• **Task to complete**
Rewrite the listing below from its first line through the line that contains "Here is a sample", replacing "outer ring" with "exterior boundary" and keeping everything else the same. Return only those lines.

• **Data lines**
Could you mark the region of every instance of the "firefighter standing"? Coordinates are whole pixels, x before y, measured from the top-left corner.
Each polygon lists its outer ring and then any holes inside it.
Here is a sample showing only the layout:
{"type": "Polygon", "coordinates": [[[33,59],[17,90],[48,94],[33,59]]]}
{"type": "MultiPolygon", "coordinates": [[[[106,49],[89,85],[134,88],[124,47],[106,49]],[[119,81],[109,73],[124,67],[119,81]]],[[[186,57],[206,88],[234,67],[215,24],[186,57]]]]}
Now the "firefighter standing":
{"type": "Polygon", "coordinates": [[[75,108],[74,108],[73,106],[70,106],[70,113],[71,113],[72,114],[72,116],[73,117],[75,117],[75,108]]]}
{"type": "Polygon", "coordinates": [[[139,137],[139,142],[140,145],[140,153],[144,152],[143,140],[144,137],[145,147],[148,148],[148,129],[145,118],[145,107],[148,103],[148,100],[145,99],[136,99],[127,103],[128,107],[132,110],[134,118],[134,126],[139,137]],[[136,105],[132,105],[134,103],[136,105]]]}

• **Answer**
Could you mark the region of every instance of the "firefighter standing"? Coordinates are whole pixels, x before y, measured from the top-left corner.
Each polygon lists its exterior boundary and then any holes inside it.
Here is a sample showing only the layout:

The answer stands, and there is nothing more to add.